:: Direction 1 ::
List every question in the passage on faith and ethics that appears inside quotation marks.
:: Direction 2 ::
Rename "Tertullian" to "Tertullianus" in the passage on faith and ethics, and write out the part that opens with the words "Faith Ethics" and closes with "aligned and correct.".
# Supplied passage start
Faith Ethics

Sometime near the year 220 the church father Tertullian asked a provocative question: “What indeed has Athens to do with Jerusalem? What concord is there between the Academy and the Church? What between heretics and Christians?” 

That question touches a tension I felt in my career as a college and graduate school educator. I found myself asking a narrower form of his question: “What does Greek ethical theory have to do with Christian spirituality?” I also discovered Martin Luther to be a companion in asking that question.  His answer, as I paraphrase his sentiments here, was blunt: the relation is one of darkness to light; of unfaith to faith; of death to life. And I’m convinced Luther was biblically aligned and correct. 

An important caveat needs to be offered before we go on. This challenge does not dismiss careful thought in favor of nonsensical faith. Tertullian was a trained lawyer, philosophically engaged and well read. Luther, too, was an academic who knew his philosophy—as an educator his earliest duty was to teach Aristotelian philosophy. They were never anti-intellectuals. Rather they used their minds to challenge basic assumptions and values of the secular philosophers. They recognized that the human mind is not the problem. Instead the problem is in spiritually blinded hearts that underlie and direct the minds of unbelievers. 

The pagan philosophers assumed that human reason is able to discover and apply moral truth with the result of human righteousness and virtue.  Aristotle, for instance, wrote in his Nicomachean Ethics that, “men become builders by building houses, harpists by playing the harp. So, too, we become righteous people by practicing righteousness…” Christians, on the other hand look elsewhere in establishing righteousness.  Jesus, alone, is the living Truth and his word is truth that sets us free from enslaving sin. So that righteousness is found only through new life in Christ: “You must be born again.”

Luther identified this polarity when he posted 97 theses entitled the Disputation Against Scholastic Theology—a list of points he offered for debate nearly two months before his much more famous collection of 95 Theses. In the Disputation the source of real righteousness was stated in two adjoining theses: “40. We do not become righteous by doing righteous deeds but, having been made righteous, we do righteous deeds. This in opposition to the philosophers. 41. Virtually the entire Ethics of Aristotle is the worst enemy of grace. This in opposition to the scholastics.” [Lull, Martin Luther’s Basic Theological Writings, p.16]. 

At this point let me be a bit autobiographical. For a number of years in my early career as a Bible College instructor I taught an overview course called “Doctrine and Ethics.” I prepared for the role by reading a load of books on ethics written by evangelical Christian scholars. I also adopted the text used by other faculty at our college who taught the same course. Along with that I read some secular works on Ethics. Yet after my second or third year with the course it dawned on me that I was spending more time in class debating the text I had assigned my students than agreeing with it. Finally I asked the really basic question: “Why this?!”
# Supplied passage end
# Data lines start
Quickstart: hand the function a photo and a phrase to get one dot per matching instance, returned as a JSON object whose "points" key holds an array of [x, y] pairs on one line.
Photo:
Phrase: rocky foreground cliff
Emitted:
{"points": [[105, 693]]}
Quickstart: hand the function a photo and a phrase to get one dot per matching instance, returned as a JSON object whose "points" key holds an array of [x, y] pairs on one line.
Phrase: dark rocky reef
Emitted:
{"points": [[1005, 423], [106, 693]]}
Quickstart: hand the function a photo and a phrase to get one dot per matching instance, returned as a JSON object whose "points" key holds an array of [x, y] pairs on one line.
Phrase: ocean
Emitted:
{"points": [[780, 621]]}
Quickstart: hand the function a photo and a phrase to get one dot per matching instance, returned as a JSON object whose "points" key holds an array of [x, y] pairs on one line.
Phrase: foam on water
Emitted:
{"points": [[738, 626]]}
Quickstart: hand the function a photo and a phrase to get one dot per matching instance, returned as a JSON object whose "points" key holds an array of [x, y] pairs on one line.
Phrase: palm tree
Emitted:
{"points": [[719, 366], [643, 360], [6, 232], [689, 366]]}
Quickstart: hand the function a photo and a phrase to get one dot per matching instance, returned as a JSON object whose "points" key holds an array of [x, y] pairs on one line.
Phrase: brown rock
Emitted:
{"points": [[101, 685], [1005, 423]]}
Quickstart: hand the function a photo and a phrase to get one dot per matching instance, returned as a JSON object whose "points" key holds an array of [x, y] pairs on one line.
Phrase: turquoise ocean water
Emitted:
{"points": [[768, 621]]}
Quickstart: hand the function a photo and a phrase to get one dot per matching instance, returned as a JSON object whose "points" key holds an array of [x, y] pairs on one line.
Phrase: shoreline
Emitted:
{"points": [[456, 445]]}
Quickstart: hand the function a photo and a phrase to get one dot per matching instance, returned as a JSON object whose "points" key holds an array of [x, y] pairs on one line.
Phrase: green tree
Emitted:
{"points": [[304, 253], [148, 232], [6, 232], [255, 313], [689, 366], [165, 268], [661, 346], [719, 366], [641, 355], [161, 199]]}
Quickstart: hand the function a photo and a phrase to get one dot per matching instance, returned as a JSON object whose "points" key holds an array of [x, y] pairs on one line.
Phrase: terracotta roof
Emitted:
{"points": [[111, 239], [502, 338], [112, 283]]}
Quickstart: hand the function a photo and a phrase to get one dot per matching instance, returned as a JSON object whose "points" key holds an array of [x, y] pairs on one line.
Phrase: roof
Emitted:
# Data lines end
:: Exercise solution 1 ::
- What indeed has Athens to do with Jerusalem?
- What concord is there between the Academy and the Church?
- What between heretics and Christians?
- What does Greek ethical theory have to do with Christian spirituality?
- Why this?!

:: Exercise solution 2 ::
Faith Ethics

Sometime near the year 220 the church father Tertullianus asked a provocative question: “What indeed has Athens to do with Jerusalem? What concord is there between the Academy and the Church? What between heretics and Christians?” 

That question touches a tension I felt in my career as a college and graduate school educator. I found myself asking a narrower form of his question: “What does Greek ethical theory have to do with Christian spirituality?” I also discovered Martin Luther to be a companion in asking that question.  His answer, as I paraphrase his sentiments here, was blunt: the relation is one of darkness to light; of unfaith to faith; of death to life. And I’m convinced Luther was biblically aligned and correct.